(The data Opens)
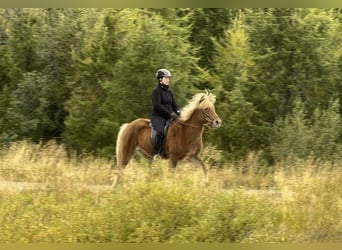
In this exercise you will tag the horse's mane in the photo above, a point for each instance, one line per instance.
(198, 101)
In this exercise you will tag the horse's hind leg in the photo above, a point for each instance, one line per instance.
(122, 162)
(197, 160)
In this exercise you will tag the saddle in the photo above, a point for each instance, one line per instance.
(154, 132)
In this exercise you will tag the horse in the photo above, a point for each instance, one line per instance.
(183, 139)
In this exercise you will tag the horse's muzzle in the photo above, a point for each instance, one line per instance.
(216, 123)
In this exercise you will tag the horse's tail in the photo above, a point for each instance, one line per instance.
(120, 145)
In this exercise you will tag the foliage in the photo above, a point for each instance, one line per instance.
(75, 75)
(301, 137)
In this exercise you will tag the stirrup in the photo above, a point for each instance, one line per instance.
(157, 157)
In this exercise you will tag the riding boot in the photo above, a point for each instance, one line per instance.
(158, 143)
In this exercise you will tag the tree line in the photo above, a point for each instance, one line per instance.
(75, 75)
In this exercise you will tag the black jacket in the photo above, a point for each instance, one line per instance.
(163, 102)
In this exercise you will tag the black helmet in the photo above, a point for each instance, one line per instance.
(162, 72)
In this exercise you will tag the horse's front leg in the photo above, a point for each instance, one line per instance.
(197, 160)
(172, 164)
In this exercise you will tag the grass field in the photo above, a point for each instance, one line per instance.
(48, 197)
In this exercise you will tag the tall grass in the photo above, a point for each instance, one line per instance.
(71, 200)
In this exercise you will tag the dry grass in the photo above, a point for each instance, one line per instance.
(300, 202)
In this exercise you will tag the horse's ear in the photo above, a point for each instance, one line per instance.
(202, 98)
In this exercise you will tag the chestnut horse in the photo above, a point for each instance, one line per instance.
(184, 137)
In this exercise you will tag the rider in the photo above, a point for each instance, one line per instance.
(164, 108)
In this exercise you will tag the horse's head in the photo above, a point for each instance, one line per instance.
(207, 108)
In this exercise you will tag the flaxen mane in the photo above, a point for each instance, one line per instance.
(198, 101)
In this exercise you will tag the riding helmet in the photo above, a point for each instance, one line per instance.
(162, 72)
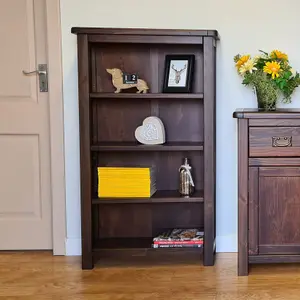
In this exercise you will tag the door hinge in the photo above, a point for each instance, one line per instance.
(42, 71)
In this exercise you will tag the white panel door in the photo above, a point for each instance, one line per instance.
(25, 193)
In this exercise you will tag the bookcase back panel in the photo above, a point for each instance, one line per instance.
(166, 163)
(116, 120)
(123, 220)
(183, 121)
(147, 60)
(145, 220)
(179, 215)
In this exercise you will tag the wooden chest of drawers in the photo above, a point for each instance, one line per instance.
(268, 187)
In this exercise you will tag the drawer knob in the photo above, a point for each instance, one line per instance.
(281, 141)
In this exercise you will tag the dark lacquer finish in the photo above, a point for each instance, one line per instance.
(269, 187)
(112, 227)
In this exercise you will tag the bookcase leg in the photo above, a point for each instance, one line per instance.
(208, 256)
(87, 262)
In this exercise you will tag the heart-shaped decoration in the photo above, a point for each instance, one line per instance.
(152, 132)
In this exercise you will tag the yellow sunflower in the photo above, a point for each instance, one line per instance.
(248, 66)
(272, 68)
(242, 60)
(278, 54)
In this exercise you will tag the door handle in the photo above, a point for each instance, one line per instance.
(36, 71)
(43, 76)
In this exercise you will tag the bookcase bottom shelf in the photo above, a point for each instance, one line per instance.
(129, 243)
(123, 251)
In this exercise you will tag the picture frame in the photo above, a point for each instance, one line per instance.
(178, 73)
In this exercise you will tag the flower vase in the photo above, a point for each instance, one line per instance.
(266, 100)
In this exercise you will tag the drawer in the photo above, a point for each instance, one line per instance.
(274, 141)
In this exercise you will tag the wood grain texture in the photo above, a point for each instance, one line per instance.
(242, 197)
(279, 113)
(279, 210)
(273, 122)
(84, 116)
(274, 161)
(261, 141)
(209, 74)
(41, 276)
(133, 39)
(143, 31)
(253, 210)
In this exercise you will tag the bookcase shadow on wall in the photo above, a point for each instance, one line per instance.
(107, 125)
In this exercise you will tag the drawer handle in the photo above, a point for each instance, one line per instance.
(282, 141)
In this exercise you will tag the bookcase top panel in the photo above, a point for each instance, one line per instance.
(145, 32)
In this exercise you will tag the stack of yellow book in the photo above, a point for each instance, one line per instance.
(126, 182)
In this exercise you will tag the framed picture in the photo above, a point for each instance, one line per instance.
(178, 77)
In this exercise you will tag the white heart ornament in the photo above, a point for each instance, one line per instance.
(152, 132)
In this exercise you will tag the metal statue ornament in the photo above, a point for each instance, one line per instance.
(186, 182)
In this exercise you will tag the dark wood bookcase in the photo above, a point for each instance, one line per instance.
(107, 125)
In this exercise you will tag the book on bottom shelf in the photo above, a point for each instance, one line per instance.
(179, 238)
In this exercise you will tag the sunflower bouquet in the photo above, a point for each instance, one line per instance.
(270, 75)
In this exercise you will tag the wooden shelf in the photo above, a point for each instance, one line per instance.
(147, 96)
(122, 243)
(158, 197)
(134, 146)
(131, 243)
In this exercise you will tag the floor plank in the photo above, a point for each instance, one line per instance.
(41, 276)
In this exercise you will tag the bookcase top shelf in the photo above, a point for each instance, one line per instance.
(134, 146)
(147, 96)
(144, 31)
(158, 197)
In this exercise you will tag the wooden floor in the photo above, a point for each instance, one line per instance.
(41, 276)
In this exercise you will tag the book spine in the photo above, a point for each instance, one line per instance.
(178, 242)
(177, 246)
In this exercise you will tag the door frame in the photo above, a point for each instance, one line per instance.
(56, 112)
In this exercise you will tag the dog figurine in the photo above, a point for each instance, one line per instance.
(117, 81)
(The data Closes)
# What the task asks
Repeat every entry exactly, but leave out the pictures.

# Output of the exercise
In this exercise you will tag the horse's mane in the photo above, a point for each instance, one line per instance.
(198, 101)
In this exercise you will tag the horse's hind leg in the photo above, a point for each instance, one line per instance.
(122, 162)
(197, 160)
In this exercise you will tag the saddle in the photo above, a point for each instance, one line per instance.
(154, 132)
In this exercise you will tag the horse in the photo above, a point for each instance, one line per instance.
(183, 139)
In this exercise you will tag the horse's muzzle in the photo above, a point for each instance, one line per instance.
(216, 123)
In this exercise you will tag the horse's tail in the photo above, a point for each instance, one line per instance.
(120, 145)
In this exercise you will tag the foliage in the photo above, a point for each instance, one line per instance.
(75, 75)
(301, 137)
In this exercise you will tag the stirrup in the photo above, a point for each instance, one line per instance.
(157, 157)
In this exercise you will tag the riding boot in the photo above, a point for each instance, one line per instance.
(158, 143)
In this exercise you will tag the tree line in the photo above, a point for each instance, one line per instance.
(75, 75)
In this exercise you will tag the black jacket in the photo above, a point for each instance, one line per instance.
(163, 102)
In this exercise you will tag the black helmet in the photo above, a point for each instance, one line per instance.
(162, 72)
In this exercise you will tag the horse's front leg in the photo above, a point for each instance, one line per instance.
(197, 160)
(172, 164)
In this exercise you will tag the grass field in the photo above, a point for each instance, one line per instance.
(48, 197)
In this exercise you will tag the tall grass in the photo above, a point for each instance, one line per instance.
(71, 200)
In this exercise you will tag the dry grass in the photo above, a point for each instance, one line per instance.
(300, 202)
In this exercise you will tag the horse's ear in the photo above, a point for each instance, one line per instance.
(202, 98)
In this exercise you will tag the chestnut horse in the photo above, a point for each instance, one line per instance.
(184, 137)
In this exercise you will tag the rider in the photo above, a point for each instance, one line per instance.
(164, 108)
In this exercise you will tag the horse's head in the photo above, a point for each instance, one line per instance.
(207, 108)
In this exercise you will tag the flaxen mane in the photo above, a point for each instance, one line per instance.
(198, 101)
In this exercise you will tag the riding helmet in the photo above, a point for each instance, one line per instance.
(162, 72)
In this exercise you will tag the door hinge in the photo above, a point for each instance, one line per instance.
(42, 71)
In this exercise you will tag the white panel door in the photo above, a point for each instance, one line per instance.
(25, 193)
In this exercise you will tag the bookcase back panel in the photo above, a point for each instance, one line per instance.
(166, 163)
(116, 120)
(123, 220)
(183, 121)
(147, 60)
(145, 220)
(179, 215)
In this exercise you will tag the wooden chest of drawers in the photo above, a point for each instance, one line per instance.
(268, 187)
In this exercise you will tag the drawer knob in the photo above, a point for each instance, one line per instance.
(281, 141)
In this exercise you will tag the dark lacquer finish in the photo above, a point for each instance, one line per instance.
(269, 187)
(112, 227)
In this exercise you will tag the bookcase leg in the photo above, a point for each instance, one line per instance.
(208, 256)
(87, 262)
In this exercise you will tag the heart-shaped decoration in the photo above, a point for each instance, one line per instance.
(152, 132)
In this exercise you will tag the yellow sunflower in the photo above, a point for each instance, one line per instance.
(248, 66)
(272, 68)
(242, 60)
(278, 54)
In this exercise you will tag the door handle in the photo above, a point for each instance, one line per instance.
(36, 71)
(43, 76)
In this exercise you will tag the bookcase bottom shelf in the photo above, a point for each instance, one line per instance.
(129, 243)
(123, 251)
In this exercise you will tag the picture frame in the photo above, a point for each instance, one line per instance.
(178, 73)
In this exercise you will tag the flower vase in the photo above, a point for each instance, one line per instance.
(266, 100)
In this exercise you will tag the drawer in the photo above, a point for each instance, one line per instance.
(274, 141)
In this exercise you will tag the wood grain texture in the photo above, a point for each instance, one line per instance.
(242, 197)
(279, 113)
(279, 210)
(273, 122)
(84, 116)
(274, 161)
(261, 141)
(209, 74)
(41, 276)
(133, 39)
(143, 31)
(253, 210)
In this exercise you will tag the bookcase shadow on wall in the photo above, a point for each instance, one line per instance.
(107, 125)
In this exercise you will tag the drawer handle in the photo above, a point for each instance, one line per instance.
(282, 141)
In this exercise you will tag the bookcase top panel in the photo above, a point for each instance, one line per instance.
(145, 32)
In this exercise you will tag the stack of yellow book in the photo above, a point for each instance, one line per instance.
(126, 182)
In this exercise you will tag the framed picture in the photo above, a point for each instance, one line per instance.
(178, 77)
In this exercise you will tag the white heart ornament in the photo above, a point for each instance, one line per instance.
(152, 132)
In this exercise you will tag the metal statue ornament in the photo above, a point for each instance, one line per instance.
(186, 182)
In this exercise you will tag the dark wood bookcase in the photo above, a point for each instance, one line per instance.
(107, 125)
In this exercise you will tag the book on bottom shelf in the photo above, a point for each instance, one line per instance.
(179, 238)
In this exercise you will tag the sunflower bouquet in the photo above, a point for each instance, one line per instance.
(270, 75)
In this exercise you will tag the wooden shelf in the photo above, a point for each instance, one line per instance.
(147, 96)
(122, 243)
(158, 197)
(134, 146)
(131, 243)
In this exercise you will tag the floor plank in the photo above, a point for each instance, one line per instance.
(41, 276)
In this exercise you will tag the bookcase top shelf in the photo above, a point for each instance, one line per instance.
(134, 146)
(147, 96)
(144, 31)
(158, 197)
In this exercise you will tag the wooden floor in the photo above, a point for each instance, one line per instance.
(41, 276)
In this exercise you will tag the book spine in the photo above, a point for each instance, one line per instance.
(178, 242)
(177, 246)
In this exercise you will tag the door frame in the photo above, a point for each instance, one line per instance.
(56, 112)
In this exercise you will tag the dog figurine in the photo above, a point for each instance, one line per instance.
(117, 81)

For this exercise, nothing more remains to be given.